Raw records
◇ ◇ ◇ ◇ ◇
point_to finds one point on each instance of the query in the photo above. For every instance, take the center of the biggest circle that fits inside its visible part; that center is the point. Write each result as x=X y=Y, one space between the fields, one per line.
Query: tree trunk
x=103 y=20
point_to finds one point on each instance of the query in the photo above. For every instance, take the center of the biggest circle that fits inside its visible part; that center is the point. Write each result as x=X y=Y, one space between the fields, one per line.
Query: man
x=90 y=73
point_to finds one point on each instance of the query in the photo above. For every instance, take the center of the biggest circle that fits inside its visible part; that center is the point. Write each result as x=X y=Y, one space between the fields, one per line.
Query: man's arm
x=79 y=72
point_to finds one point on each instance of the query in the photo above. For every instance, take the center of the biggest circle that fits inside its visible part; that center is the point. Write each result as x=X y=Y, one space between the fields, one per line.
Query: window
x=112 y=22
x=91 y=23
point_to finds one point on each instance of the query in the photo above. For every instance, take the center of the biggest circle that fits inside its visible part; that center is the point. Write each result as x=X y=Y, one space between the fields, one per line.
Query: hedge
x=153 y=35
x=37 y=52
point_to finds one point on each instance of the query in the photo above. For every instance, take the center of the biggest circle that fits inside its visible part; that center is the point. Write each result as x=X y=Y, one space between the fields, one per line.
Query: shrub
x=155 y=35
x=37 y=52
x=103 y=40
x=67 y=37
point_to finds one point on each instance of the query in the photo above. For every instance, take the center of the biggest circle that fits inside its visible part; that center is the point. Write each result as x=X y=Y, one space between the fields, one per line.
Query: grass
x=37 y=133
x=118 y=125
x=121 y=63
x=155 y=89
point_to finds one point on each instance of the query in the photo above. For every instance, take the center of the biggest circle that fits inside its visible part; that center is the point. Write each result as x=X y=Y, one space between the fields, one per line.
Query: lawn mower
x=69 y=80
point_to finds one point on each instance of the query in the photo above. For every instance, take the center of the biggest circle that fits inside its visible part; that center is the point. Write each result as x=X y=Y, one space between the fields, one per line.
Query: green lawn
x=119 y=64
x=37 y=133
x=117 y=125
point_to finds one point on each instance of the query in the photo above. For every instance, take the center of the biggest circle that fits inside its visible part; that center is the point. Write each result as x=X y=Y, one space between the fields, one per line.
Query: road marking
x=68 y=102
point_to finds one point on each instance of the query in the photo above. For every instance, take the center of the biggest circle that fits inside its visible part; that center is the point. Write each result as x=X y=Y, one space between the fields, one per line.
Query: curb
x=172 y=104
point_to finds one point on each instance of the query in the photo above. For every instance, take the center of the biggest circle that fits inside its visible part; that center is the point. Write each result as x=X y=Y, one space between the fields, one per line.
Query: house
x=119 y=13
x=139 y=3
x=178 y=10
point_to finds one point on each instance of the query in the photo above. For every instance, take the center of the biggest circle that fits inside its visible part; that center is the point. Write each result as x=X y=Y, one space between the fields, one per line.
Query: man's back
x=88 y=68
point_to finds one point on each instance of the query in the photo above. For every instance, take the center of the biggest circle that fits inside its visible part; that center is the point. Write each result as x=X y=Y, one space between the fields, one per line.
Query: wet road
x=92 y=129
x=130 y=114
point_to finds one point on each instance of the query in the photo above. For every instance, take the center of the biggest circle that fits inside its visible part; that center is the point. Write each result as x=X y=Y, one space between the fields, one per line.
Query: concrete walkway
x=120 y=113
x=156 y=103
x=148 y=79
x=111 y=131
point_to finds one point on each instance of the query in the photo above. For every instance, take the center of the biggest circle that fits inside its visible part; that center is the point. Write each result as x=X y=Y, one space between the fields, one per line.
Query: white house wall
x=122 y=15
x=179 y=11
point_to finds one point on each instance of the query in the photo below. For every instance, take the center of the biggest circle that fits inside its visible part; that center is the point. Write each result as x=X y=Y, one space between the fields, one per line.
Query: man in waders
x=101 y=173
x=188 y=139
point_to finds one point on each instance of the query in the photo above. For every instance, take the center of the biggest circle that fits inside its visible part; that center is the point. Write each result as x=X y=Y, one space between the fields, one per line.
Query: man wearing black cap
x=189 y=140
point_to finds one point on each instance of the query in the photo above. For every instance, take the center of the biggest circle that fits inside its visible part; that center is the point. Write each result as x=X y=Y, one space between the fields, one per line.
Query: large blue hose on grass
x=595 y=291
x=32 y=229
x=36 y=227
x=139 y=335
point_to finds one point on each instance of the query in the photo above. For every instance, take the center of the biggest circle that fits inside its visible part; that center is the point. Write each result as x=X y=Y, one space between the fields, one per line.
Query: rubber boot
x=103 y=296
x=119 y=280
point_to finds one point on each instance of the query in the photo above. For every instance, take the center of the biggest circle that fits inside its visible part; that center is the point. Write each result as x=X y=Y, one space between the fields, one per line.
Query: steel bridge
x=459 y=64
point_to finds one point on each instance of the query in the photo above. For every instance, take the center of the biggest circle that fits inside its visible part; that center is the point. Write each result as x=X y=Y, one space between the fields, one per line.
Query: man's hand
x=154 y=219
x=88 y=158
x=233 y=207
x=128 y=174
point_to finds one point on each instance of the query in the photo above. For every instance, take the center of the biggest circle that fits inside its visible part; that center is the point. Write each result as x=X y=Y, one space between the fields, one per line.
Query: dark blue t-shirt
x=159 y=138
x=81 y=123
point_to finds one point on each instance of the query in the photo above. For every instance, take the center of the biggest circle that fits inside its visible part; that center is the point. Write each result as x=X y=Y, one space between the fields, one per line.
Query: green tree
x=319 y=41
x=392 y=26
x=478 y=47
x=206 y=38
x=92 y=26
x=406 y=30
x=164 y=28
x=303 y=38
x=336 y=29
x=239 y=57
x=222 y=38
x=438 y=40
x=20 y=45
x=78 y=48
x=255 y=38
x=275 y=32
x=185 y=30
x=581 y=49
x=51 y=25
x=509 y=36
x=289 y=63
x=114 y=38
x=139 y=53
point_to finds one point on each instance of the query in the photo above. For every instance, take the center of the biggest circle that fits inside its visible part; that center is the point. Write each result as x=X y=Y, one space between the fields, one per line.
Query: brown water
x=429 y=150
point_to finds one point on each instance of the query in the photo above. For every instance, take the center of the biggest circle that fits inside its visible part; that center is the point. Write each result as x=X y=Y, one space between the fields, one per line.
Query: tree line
◇ ◇ ◇ ◇ ◇
#### [REQUIREMENT]
Give an exact copy of all the data shown above.

#### [RIGHT ANSWER]
point_to finds one point on each instance of the query in the photo above. For every instance, take the center of the biggest circle that fits inside its visible part; that center is the point. Write each result as x=X y=Y, one space between the fields, one per line.
Query: tree trunk
x=103 y=20
point_to finds one point on each instance of the query in the photo above. For every instance, take the center of the biggest circle that fits inside its visible part; that center is the point. Write each result as x=X y=Y, one space between the fields, one per line.
Query: man
x=90 y=73
point_to finds one point on each instance of the query in the photo above. For every instance, take the center of the biggest circle that fits inside its visible part; that center is the point. Write each result as x=X y=Y, one space between the fields, one per line.
Query: man's arm
x=79 y=72
point_to finds one point on each instance of the query in the photo above. For every instance, take the center of the biggest circle that fits inside its visible part; that center is the point. Write each result as x=X y=Y, one space between the fields, one per line.
Query: window
x=112 y=22
x=91 y=23
point_to finds one point on each instance of the query in the photo above. For every instance, take the center of the biggest circle that fits inside its visible part; that center is the point. Write each result as x=X y=Y, one space between the fields, one per line.
Query: hedge
x=153 y=35
x=37 y=52
point_to finds one point on each instance of the query in the photo above. For every instance, take the center of the biggest circle that fits inside its visible part; that center is the point. Write each result as x=X y=Y, one space between the fields, one per line.
Query: shrub
x=155 y=35
x=37 y=52
x=103 y=40
x=67 y=37
point_to finds one point on each instance of the query in the photo above. For every instance, take the center of the biggest circle that fits inside its visible part; that center is the point. Write each result as x=X y=Y, one space between the fields, one per line.
Query: grass
x=37 y=133
x=118 y=125
x=121 y=63
x=155 y=89
point_to finds one point on each instance of the query in the photo above. For every instance, take the center of the biggest circle that fits inside its visible part; that center is the point. Write each result as x=X y=Y, one space between the fields, one per line.
Query: lawn mower
x=69 y=80
point_to finds one point on each instance of the query in the photo above. For every instance, take the center of the biggest circle that fits inside its visible part; that center is the point. Write each result as x=X y=Y, one space between the fields, one per line.
Query: green lawn
x=119 y=64
x=37 y=133
x=117 y=125
point_to finds one point on each instance of the query in the photo above. For every instance, take the center of the biggest circle that fits inside its visible part; that center is the point. Write each result as x=X y=Y, one space between the fields, one per line.
Query: road marking
x=68 y=102
point_to finds one point on each instance of the query in the photo above. For every instance, take the center of the biggest circle that fits inside its visible part; that center is the point. Write each result as x=X y=Y, one space between the fields, one per line.
Query: curb
x=172 y=104
point_to finds one point on each instance of the query in the photo above. For every instance, take the center of the biggest circle that fits inside its visible part; that center is the point. Write each result as x=X y=Y, one space between the fields, one per line.
Query: house
x=119 y=13
x=139 y=3
x=178 y=10
point_to finds one point on each instance of the query in the photo above. For every instance, take the center of the biggest circle that fits inside its visible part; that center is the point. Write each result as x=X y=Y, one space between the fields, one per line.
Query: man's back
x=88 y=68
point_to finds one point on each instance of the query in the photo above. For every instance, take the center of the biggest circle that fits inside its visible part; that center is the point. Write each result as x=X y=Y, one space between the fields, one per line.
Query: wet road
x=92 y=129
x=130 y=114
point_to finds one point on each instance of the query in the photo above. For every instance, take the center of the biggest circle that fits inside its visible part; that center is the point. Write each result as x=X y=Y, one space between the fields, one per line.
Query: concrete walkway
x=120 y=113
x=156 y=103
x=148 y=79
x=111 y=131
point_to finds one point on each instance of the query in the photo above. For every instance, take the center of the biggest circle that fits inside its visible part; that center is the point. Write each result as x=X y=Y, one space between the fields, one per line.
Query: white house wall
x=122 y=15
x=179 y=11
point_to finds one point on each instance of the query in the photo below. For every instance, take the center of the biggest circle that fits inside its visible part; that center is the point. Write each result as x=X y=Y, one space between the fields, one per line.
Query: man in waders
x=101 y=173
x=188 y=139
point_to finds one point on each instance of the query in the photo above. For every instance, take the center of the biggest circle that fits inside its visible part; that center is the point. Write each result as x=X y=Y, one space between the fields, one per line.
Query: man wearing black cap
x=189 y=140
point_to finds one point on each instance of the query in the photo above. For every instance, take the center of the biggest circle that fits inside its visible part; that center is the point. Write each result as x=X y=Y, one space between the fields, one per line.
Query: large blue hose on grass
x=595 y=291
x=32 y=229
x=36 y=227
x=139 y=335
point_to finds one point on each instance of the query in the photo above. For every instance, take the center of the biggest circle that fits inside its visible part; that center is the point. Write each result as x=X y=Y, one space between the fields, one per line.
Query: rubber boot
x=103 y=296
x=119 y=280
point_to finds one point on each instance of the query in the photo above. For every instance, take the center of the biggest circle that fits inside its visible part; that center is the point. Write each result as x=X y=Y, one space between the fields, one per line.
Query: steel bridge
x=459 y=64
point_to finds one point on each instance of the query in the photo above. For every instance, take the center of the biggest circle that fits inside its visible part; that center is the point. Write each result as x=X y=Y, one space between the fields, one per line.
Query: man's hand
x=154 y=219
x=88 y=158
x=233 y=207
x=128 y=174
point_to finds one point on each instance of the query in the photo above. For every instance, take the center of the biggest circle that fits inside its visible part; that center is the point. Write each result as x=X y=Y, one space between the fields, one per line.
Query: dark blue t-shirt
x=159 y=138
x=81 y=123
point_to finds one point on each instance of the query in the photo above. For every instance, take the center of the biggest circle that fits inside its visible part; that center is the point. Write each result as x=X y=Y, one space between the fields, one per line.
Query: green tree
x=319 y=41
x=392 y=26
x=478 y=47
x=206 y=38
x=92 y=26
x=406 y=30
x=164 y=28
x=303 y=38
x=336 y=29
x=239 y=57
x=222 y=38
x=438 y=40
x=20 y=45
x=78 y=48
x=255 y=38
x=275 y=32
x=185 y=30
x=581 y=49
x=51 y=25
x=509 y=36
x=289 y=63
x=114 y=38
x=139 y=53
point_to finds one point on each instance of the query in the photo above. For every instance, take the center of the biggest circle that fits inside its visible part; that center is the point. Write each result as x=X y=Y, one space between the fields, one per line.
Query: brown water
x=429 y=150
point_to finds one point on each instance of the query in the photo above. For every instance, take the center of the biggest circle that fits inside its visible part; that center is the point. Write each result as x=X y=Y, one space between the fields, one per line.
Query: tree line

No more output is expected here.